◆ EXCERPTED PASSAGE:
Re: Script to cut rsync file list by upto 95%

  • Quote

Post by jmglov » Fri Jun 04, 2004 1:42 am

NickDaFish wrote:Long story short I ended up writing this script...
And quite a nice script it is! May I suggest one change?

Change this:
NickDaFish wrote:

Code: Select all

# Add the args
for arg in sys.argv[1:]:
    pkgl.append(arg)
To this:

Code: Select all

# Add the args
for arg in sys.argv[1:]:
    pkgl.append(arg)
    print 'Adding package ',arg,'\n';
Note that I have suggested that your script be added to gentoolkit:

http://bugs.gentoo.org/show_bug.cgi?id=47715

Cheers!
Josh Glover <jmglov@gentoo.org>
Gentoo Developer (http://dev.gentoo.org/~jmglov/)
Top
NickDaFish
Tux's lil' helper
Tux's lil' helper
User avatar
Posts: 112
Joined: Thu Sep 12, 2002 4:24 pm
Location: Boston, USA

Re: Script to cut rsync file list by upto 95%

  • Quote

Post by NickDaFish » Mon Jun 07, 2004 3:42 pm

jmglov wrote:May I suggest one change?

Change this:
NickDaFish wrote:

Code: Select all

# Add the args
for arg in sys.argv[1:]:
    pkgl.append(arg)

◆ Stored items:

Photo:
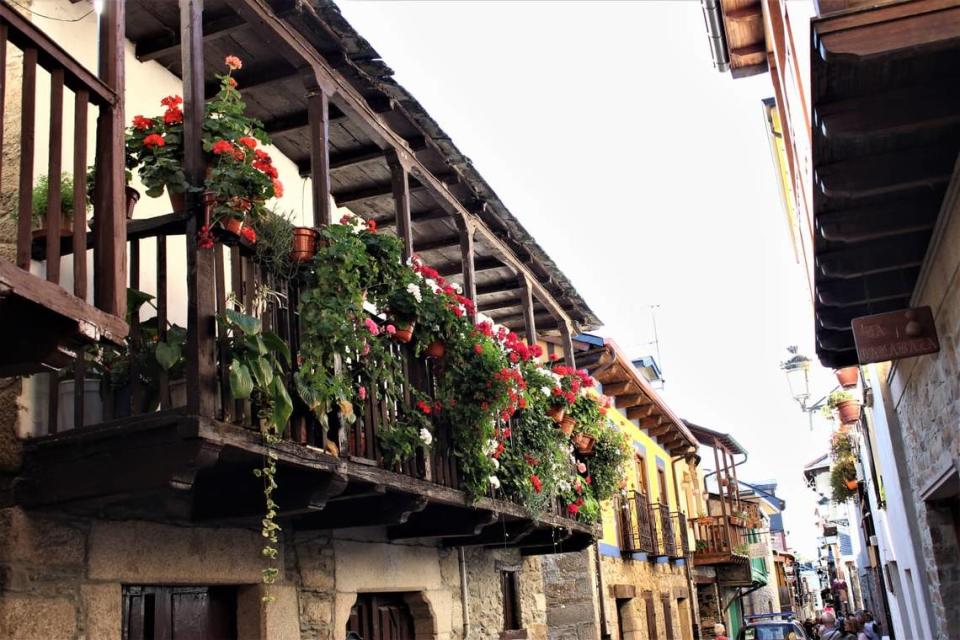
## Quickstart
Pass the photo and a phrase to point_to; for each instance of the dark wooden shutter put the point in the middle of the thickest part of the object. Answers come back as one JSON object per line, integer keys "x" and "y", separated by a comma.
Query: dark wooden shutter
{"x": 651, "y": 615}
{"x": 511, "y": 600}
{"x": 179, "y": 613}
{"x": 668, "y": 617}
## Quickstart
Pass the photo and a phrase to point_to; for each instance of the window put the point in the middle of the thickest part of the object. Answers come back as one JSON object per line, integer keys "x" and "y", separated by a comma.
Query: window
{"x": 662, "y": 482}
{"x": 641, "y": 464}
{"x": 510, "y": 588}
{"x": 179, "y": 613}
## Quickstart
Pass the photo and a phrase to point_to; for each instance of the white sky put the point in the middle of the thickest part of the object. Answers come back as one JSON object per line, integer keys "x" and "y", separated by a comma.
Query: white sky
{"x": 647, "y": 176}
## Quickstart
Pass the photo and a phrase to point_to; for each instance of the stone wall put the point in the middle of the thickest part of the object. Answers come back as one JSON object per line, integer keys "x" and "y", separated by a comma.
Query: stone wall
{"x": 62, "y": 578}
{"x": 926, "y": 393}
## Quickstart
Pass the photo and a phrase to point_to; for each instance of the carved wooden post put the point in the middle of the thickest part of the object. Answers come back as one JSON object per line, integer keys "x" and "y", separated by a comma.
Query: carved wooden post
{"x": 467, "y": 255}
{"x": 401, "y": 199}
{"x": 567, "y": 334}
{"x": 318, "y": 114}
{"x": 526, "y": 299}
{"x": 201, "y": 361}
{"x": 110, "y": 253}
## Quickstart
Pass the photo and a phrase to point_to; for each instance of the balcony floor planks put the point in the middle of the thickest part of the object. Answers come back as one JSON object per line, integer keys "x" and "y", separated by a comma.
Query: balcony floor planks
{"x": 166, "y": 466}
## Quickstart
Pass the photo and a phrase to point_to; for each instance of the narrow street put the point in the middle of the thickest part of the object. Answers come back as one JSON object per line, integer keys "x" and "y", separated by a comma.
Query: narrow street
{"x": 476, "y": 320}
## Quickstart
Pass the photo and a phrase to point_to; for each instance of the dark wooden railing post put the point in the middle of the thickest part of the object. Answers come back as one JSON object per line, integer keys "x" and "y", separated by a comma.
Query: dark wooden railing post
{"x": 467, "y": 255}
{"x": 318, "y": 114}
{"x": 200, "y": 358}
{"x": 110, "y": 293}
{"x": 400, "y": 180}
{"x": 526, "y": 299}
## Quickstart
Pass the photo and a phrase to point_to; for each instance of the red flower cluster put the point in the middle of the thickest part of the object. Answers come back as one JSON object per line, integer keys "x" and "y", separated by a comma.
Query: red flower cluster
{"x": 153, "y": 140}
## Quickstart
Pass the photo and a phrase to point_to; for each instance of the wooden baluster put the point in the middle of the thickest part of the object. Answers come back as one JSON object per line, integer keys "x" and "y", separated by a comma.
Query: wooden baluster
{"x": 137, "y": 390}
{"x": 28, "y": 119}
{"x": 222, "y": 343}
{"x": 80, "y": 104}
{"x": 165, "y": 400}
{"x": 54, "y": 170}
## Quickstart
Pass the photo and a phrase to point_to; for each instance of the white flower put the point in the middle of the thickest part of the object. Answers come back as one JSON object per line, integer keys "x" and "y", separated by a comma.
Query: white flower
{"x": 415, "y": 291}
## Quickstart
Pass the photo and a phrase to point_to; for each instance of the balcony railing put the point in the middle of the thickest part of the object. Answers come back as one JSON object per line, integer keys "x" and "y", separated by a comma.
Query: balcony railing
{"x": 718, "y": 540}
{"x": 50, "y": 309}
{"x": 650, "y": 528}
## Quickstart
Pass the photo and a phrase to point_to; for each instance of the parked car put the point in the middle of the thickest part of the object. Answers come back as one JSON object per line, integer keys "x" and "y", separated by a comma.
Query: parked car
{"x": 773, "y": 630}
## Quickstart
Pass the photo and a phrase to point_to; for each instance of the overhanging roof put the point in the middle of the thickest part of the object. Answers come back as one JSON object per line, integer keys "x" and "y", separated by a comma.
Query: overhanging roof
{"x": 885, "y": 92}
{"x": 712, "y": 438}
{"x": 632, "y": 394}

◆ REQUIRED TASKS:
- A) In the forum thread about the rsync file-list script, which tool does jmglov say he suggested adding the script to?
- B) Count how many lines of the records contain the string "overhanging", with case counting, and reply with the number only.
The records are unrelated to the forum thread.

◆ PER-TASK ANSWERS:
- A) Gentoolkit.

- B) 2